EXPLORE THE MATERIAL:
1. Repeat the part of the carpal tunnel syndrome passage between "Carpal tunnel syndrome (CTS)" and "in the hands.", inclusive.
2. Pick up the carpal tunnel syndrome passage after its last sentence and continue writing it.

TEXT PASSAGE:
# # #

Carpal tunnel syndrome (CTS) is a common condition that causes a burning, tingling sensation, numbness and sometimes pain in the hand and fingers. It tends to be worse at night and develops gradually usually affects the thumb, index finger and middle finger. Other symptoms can include pins and needles, thumb weakness or a dull ache in the hand or arm.
Causes of carpal tunnel syndrome
Carpal tunnel syndrome is caused by compression of the median nerve, which controls sensation and movement in the hands.
The carpal tunnel is a narrow passage in your wrist made up of small bones and a tough band of tissue that acts as a pulley for the tendons that bend the fingers.
In most cases, it isn’t known why the median nerve becomes compressed. However, some things do increase the risk of CTS including:
- a family history of CTS
- fluid retention from menopause or pregnancy – up to about 50% of pregnant women develop CTS but it often gets better within three months of the baby being born
- wrist injury
- other conditions, e.g. diabetes, thyroid dysfunction, high blood pressure and rheumatoid arthritis
- strenuous, repetitive work using the hand
- fractures or trauma to the wrist
- CTS is more common in women and becomes more likely as you get older
Treating carpal tunnel syndrome
CTS can disappear without treatment, or the symptoms can be reduced.

# # #

DATASET CONTENT:
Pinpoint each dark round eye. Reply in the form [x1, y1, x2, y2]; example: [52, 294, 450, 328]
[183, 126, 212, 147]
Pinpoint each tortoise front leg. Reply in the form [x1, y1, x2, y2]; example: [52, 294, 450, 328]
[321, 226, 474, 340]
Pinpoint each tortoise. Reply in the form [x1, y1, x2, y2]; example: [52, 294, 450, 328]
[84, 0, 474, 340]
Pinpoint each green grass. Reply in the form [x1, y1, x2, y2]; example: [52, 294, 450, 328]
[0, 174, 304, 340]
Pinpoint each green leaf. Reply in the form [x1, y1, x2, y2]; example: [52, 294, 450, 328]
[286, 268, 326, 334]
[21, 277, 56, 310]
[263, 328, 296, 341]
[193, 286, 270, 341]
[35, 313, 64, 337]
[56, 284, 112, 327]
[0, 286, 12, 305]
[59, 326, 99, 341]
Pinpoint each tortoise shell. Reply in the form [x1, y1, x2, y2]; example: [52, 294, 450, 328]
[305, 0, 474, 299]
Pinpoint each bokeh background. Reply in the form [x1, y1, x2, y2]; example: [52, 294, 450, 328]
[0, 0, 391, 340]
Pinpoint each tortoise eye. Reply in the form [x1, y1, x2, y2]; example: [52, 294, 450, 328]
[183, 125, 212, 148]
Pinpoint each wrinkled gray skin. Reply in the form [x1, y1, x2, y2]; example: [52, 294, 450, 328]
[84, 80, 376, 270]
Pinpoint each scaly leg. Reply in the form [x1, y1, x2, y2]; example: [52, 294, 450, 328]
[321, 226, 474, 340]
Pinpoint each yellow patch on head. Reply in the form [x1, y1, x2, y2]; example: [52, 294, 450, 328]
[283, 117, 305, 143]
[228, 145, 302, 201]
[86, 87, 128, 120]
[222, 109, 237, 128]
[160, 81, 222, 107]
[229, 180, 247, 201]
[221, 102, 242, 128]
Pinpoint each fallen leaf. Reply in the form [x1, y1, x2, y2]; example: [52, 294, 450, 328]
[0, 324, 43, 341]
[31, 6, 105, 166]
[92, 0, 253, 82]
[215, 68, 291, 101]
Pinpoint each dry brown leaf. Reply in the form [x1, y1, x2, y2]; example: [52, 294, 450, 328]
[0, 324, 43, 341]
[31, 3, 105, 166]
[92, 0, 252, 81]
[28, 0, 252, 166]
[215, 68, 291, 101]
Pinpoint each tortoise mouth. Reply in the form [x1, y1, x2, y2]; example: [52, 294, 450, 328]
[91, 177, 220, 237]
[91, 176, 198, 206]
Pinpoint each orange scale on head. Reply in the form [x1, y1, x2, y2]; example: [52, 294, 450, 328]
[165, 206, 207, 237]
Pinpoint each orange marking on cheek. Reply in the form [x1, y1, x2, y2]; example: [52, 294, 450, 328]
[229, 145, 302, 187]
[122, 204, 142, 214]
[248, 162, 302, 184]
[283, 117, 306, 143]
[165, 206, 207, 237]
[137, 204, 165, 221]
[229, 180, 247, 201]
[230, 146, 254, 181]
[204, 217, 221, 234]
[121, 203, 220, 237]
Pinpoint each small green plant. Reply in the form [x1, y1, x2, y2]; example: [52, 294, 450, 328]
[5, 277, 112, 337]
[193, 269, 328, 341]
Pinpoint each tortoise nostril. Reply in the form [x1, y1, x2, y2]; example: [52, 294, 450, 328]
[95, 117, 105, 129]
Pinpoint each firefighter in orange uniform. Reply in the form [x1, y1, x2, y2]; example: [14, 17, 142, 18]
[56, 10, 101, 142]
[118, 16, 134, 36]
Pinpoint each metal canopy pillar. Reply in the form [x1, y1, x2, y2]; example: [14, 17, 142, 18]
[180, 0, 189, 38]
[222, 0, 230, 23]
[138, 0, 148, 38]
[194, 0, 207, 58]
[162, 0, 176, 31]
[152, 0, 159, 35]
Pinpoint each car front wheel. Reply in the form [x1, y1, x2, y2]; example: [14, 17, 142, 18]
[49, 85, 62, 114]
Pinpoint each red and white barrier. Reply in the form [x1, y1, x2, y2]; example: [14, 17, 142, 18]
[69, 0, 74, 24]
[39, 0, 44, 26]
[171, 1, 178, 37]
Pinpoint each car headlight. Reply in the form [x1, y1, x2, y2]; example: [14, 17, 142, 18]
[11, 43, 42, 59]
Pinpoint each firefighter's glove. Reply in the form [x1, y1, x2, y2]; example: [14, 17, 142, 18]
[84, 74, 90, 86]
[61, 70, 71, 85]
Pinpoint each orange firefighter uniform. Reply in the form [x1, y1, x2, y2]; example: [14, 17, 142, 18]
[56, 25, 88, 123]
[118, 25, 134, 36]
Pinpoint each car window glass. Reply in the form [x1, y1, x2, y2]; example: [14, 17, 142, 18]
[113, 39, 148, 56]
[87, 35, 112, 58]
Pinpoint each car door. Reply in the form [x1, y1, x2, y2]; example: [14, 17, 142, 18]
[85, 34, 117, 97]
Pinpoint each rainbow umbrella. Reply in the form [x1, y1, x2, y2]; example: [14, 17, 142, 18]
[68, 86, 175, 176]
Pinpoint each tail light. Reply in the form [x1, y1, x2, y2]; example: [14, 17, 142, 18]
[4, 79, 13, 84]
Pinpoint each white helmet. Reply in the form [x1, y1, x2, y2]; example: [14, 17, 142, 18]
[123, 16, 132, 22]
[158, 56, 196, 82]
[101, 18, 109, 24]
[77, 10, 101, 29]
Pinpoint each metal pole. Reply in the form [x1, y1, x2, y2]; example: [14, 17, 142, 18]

# # #

ANSWER LIST:
1.
Carpal tunnel syndrome (CTS) is a common condition that causes a burning, tingling sensation, numbness and sometimes pain in the hand and fingers. It tends to be worse at night and develops gradually usually affects the thumb, index finger and middle finger. Other symptoms can include pins and needles, thumb weakness or a dull ache in the hand or arm.
Causes of carpal tunnel syndrome
Carpal tunnel syndrome is caused by compression of the median nerve, which controls sensation and movement in the hands.

2.
Some patients find wrist splints and corticosteroid injections effective. Surgery may be offered if these treatments fail to relieve the symptoms and it may also be necessary if there’s a risk of permanent nerve damage.
Surgery will relieve the symptoms of mild CTS immediately. People with severe nerve damage can take longer to recover, or there may not be any improvement.
Patients are usually be able to return to work within a few weeks of surgery, dependent on their job.